Extend the forum thread on upgrading the video card in a Dell Optiplex GX280 SMT, picking up from the point where it stops.

#### Extract provided ####

# Video Card Upgrade - Dell Optiplex GX280 SMT



## Nimai (Jun 23, 2009)

Hi, I've got a Dell Optiplex GX280 SMT, recently I bought Sims 3 which I really want to play but it says that the in-built graphics card isn't good enough. I want to upgrade my graphics card - preferably one on this page: http://www.thesims3.com/game/systemreq. 

I realize that I need to upgrade my PSU, is this okay: http://cgi.ebay.co.uk/NEW-DELL-350W...66:2|39:1|72:1683|240:1318|301:0|293:1|294:50 ?

Please recommend a graphics card soon, and if it is possible to find one of those cards which just work with the normal 250W PSU.

Thanks :grin:


----------



## dai (Jul 2, 2004)

it's pcie if you start adding graphics card you will be up here

http://www.newegg.com/Product/Product.aspx?Item=N82E16817139004&Tpk=corsair+550w

which will be a problem if it is not a normal size atx psu


----------



## emosun (Oct 4, 2006)

post your budget.


----------



## Nimai (Jun 23, 2009)

My budget is no more than £60 or $83


----------



## dai (Jul 2, 2004)

that will only cover the psu


----------



## Nimai (Jun 23, 2009)

No that budget is regarding just the graphics card, which of the ATI radeon series or Nvidia Geforce series will work and fit in my GX280 SMT with a 350W PSU?


----------



## dai (Jul 2, 2004)

bottom line pcie starts at quality 550w


----------



## Phædrus241 (Mar 28, 2009)

You might manage a 9300GT or something... But I wouldn't recommend it. If you want a decent card you really need a new power supply as well, 350 watt Dell PSU won't run crap. It's probably just barely enough to power the machine as it is.


----------



## Nimai (Jun 23, 2009)

Can you send me the link for an official dell 550W PSU which will fit and work in my computer thanks


----------



## Phædrus241 (Mar 28, 2009)

Since it looks like Dell uses a standard ATX PSU, there is no reason to get an "official Dell PSU" since they are, quite frankly, junk. As in, it'll probably die shortly after the warranty ends and won't deliver the full rated power while it still works. If your computer *needs* an "official Dell PSU", as in the hardware isn't ATX compatible, I'd say get a new computer before trying to upgrade. Dell pulls all kinds of ****. By the way if they say you "Must have" a Dell PSU, chances are you must have it, but if they say they "recommend" a Dell PSU it just means that they want you to buy their product rather than someone else's.

Try this:
http://www.newegg.com/Product/Product.aspx?Item=N82E16817139004&Tpk=Corsair 550


----------



## emosun (Oct 4, 2006)

Actually the power supplies they use are atx , but they specifically design the back plate to only work with their power supplies. You actually just have to saw off the proprietary back plate to fit normal power supplies. I've had to do this to dells before and it's not too hard.










http://www.newegg.com/Product/Product.aspx?Item=N82E16817703017

http://www.newegg.com/Product/Product.aspx?Item=N82E16814102800

That's about the cheapest setup I can recommend. Just barely fits into 80$


----------



## Wrench97 (May 10, 2008)

#### Dataset extract ####

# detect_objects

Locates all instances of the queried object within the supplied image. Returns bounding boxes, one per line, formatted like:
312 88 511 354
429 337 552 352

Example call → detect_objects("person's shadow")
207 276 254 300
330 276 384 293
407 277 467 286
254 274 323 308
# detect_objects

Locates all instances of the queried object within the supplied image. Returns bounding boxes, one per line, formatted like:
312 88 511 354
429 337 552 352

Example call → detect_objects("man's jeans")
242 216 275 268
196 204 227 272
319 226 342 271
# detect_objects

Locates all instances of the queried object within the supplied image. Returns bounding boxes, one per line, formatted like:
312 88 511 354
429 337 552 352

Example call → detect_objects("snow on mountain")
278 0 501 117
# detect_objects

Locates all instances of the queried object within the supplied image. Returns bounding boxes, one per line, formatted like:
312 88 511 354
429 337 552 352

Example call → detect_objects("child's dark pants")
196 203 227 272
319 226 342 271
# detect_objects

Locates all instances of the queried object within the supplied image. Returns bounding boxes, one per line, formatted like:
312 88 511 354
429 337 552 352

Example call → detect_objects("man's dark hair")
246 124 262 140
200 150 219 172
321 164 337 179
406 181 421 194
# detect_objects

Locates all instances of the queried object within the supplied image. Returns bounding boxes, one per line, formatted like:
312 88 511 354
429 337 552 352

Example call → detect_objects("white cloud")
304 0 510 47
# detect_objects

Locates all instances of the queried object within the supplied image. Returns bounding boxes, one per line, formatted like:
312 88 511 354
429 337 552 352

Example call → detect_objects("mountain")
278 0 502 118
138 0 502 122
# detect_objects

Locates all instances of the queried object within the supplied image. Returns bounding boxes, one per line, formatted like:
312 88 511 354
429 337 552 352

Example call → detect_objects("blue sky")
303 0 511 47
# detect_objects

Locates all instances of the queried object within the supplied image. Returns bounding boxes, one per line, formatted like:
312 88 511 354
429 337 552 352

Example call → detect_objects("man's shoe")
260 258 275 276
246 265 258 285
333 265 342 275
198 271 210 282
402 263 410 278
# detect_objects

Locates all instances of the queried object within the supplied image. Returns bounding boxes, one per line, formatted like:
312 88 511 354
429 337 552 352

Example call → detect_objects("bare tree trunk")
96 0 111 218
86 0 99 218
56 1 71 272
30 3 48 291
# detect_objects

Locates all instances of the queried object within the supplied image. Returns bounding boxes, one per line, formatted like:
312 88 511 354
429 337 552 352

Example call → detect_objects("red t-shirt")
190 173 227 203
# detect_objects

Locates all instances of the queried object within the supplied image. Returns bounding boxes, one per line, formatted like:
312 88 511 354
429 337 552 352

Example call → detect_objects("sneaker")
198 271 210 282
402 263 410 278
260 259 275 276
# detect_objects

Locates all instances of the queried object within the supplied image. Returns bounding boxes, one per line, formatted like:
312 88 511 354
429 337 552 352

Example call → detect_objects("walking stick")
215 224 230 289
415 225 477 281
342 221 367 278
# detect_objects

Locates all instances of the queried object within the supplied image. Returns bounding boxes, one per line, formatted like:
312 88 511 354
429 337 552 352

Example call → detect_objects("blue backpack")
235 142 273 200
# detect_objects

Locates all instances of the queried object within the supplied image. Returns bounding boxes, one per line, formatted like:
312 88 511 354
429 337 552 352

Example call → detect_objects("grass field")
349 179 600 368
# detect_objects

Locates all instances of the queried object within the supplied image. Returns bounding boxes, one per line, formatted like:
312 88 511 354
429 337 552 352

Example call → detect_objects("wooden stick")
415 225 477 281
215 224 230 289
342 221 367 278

####
#### Dataset extract ####

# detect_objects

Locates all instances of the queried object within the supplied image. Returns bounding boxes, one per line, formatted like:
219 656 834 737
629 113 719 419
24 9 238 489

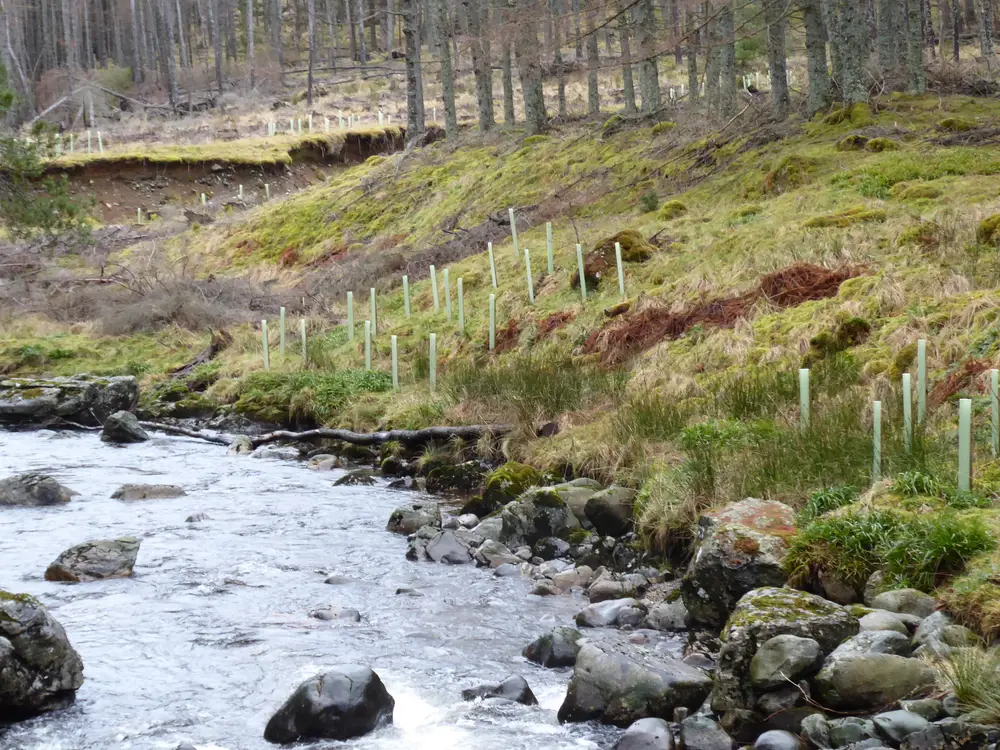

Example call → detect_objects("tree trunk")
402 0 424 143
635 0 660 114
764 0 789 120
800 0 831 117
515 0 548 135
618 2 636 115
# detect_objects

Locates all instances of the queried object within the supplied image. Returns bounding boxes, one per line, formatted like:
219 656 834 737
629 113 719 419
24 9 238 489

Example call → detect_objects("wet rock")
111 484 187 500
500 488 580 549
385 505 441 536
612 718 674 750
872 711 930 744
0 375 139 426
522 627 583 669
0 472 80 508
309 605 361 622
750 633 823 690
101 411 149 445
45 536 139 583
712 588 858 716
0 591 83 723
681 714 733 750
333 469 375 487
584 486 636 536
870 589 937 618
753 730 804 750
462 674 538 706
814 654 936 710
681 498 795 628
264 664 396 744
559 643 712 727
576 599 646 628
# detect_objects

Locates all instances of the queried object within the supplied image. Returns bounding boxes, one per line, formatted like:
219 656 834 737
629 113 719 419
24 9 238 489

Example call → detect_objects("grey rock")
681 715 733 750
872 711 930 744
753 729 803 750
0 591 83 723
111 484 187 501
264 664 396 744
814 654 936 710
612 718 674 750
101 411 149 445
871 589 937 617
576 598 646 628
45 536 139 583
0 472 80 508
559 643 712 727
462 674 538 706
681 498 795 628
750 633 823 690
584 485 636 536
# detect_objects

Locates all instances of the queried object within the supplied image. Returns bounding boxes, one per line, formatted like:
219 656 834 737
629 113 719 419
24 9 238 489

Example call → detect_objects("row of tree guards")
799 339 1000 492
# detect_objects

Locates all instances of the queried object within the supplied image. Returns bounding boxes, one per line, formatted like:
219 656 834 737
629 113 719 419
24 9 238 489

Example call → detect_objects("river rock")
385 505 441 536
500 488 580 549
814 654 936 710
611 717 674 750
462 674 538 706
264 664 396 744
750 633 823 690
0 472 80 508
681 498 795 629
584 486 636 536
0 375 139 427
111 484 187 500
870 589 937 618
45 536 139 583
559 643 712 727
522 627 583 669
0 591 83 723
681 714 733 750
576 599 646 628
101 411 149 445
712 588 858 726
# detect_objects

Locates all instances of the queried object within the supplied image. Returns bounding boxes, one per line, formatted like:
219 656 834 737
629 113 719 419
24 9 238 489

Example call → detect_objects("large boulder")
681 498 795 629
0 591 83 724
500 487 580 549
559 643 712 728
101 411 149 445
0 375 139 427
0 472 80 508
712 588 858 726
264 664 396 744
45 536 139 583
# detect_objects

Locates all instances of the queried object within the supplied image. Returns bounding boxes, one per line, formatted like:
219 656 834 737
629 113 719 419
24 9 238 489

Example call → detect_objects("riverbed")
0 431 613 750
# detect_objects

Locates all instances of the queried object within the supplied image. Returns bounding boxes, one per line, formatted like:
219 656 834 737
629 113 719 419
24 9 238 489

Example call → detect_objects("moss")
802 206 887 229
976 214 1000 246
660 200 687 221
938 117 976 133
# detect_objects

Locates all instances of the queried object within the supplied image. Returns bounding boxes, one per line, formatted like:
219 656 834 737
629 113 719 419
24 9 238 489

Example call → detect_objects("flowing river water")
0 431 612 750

####
#### Dataset extract ####

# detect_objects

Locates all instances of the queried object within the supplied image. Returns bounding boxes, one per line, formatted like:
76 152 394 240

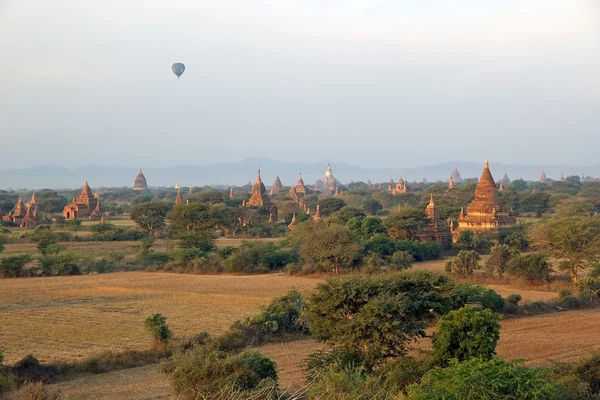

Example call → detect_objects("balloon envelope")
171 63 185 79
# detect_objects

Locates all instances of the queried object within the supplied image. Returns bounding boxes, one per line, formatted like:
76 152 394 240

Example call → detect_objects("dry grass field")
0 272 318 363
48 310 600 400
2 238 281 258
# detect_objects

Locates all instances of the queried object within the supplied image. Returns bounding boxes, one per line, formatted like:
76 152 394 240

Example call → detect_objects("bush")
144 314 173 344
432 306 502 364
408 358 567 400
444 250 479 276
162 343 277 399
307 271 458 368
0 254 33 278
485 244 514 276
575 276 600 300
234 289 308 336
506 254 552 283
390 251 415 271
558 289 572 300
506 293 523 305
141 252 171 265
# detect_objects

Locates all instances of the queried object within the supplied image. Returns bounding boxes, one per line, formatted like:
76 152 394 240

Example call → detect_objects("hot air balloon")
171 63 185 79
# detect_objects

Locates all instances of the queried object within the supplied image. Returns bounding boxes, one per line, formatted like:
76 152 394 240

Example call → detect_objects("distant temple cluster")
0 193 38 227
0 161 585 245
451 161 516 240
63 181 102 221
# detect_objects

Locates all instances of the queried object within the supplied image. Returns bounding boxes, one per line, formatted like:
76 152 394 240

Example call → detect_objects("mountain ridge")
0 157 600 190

####

:: Exercise answer ::
Which one of these GX280's does yours look like?
http://support.dell.com/support/edocs/systems/opgx280/en/ug/index.htm


----------



## emosun (Oct 4, 2006)

SMT = small mini tower


----------



## Nimai (Jun 23, 2009)

Please can you recommend which Nvidia Geforce or ATI Radeon would fit and work in my computer, with the 550W PSU thanks.


----------



## emosun (Oct 4, 2006)

With the corsair 550? For under 83$? You could try and nvidia 8600 or and ati 2600. Other then that I would not attempt to run a pci-e 2.0 card on this machine. Oem machines have a reputation for pci-e 2.0 cards not working in the 1.0 slots.

The machine specs will also pretty much bottle neck anything higher end.


----------



## Nimai (Jun 23, 2009)

Can't you run the Nvidia 8600 with a 350W PSU?


----------



## emosun (Oct 4, 2006)

No , bare minimum would be a quality 400w/450w or higher with 26 amps on the 12v rail. this is the cheapest I'll recommend.

http://www.newegg.com/Product/Product.aspx?Item=N82E16817703017


----------



## Nimai (Jun 23, 2009)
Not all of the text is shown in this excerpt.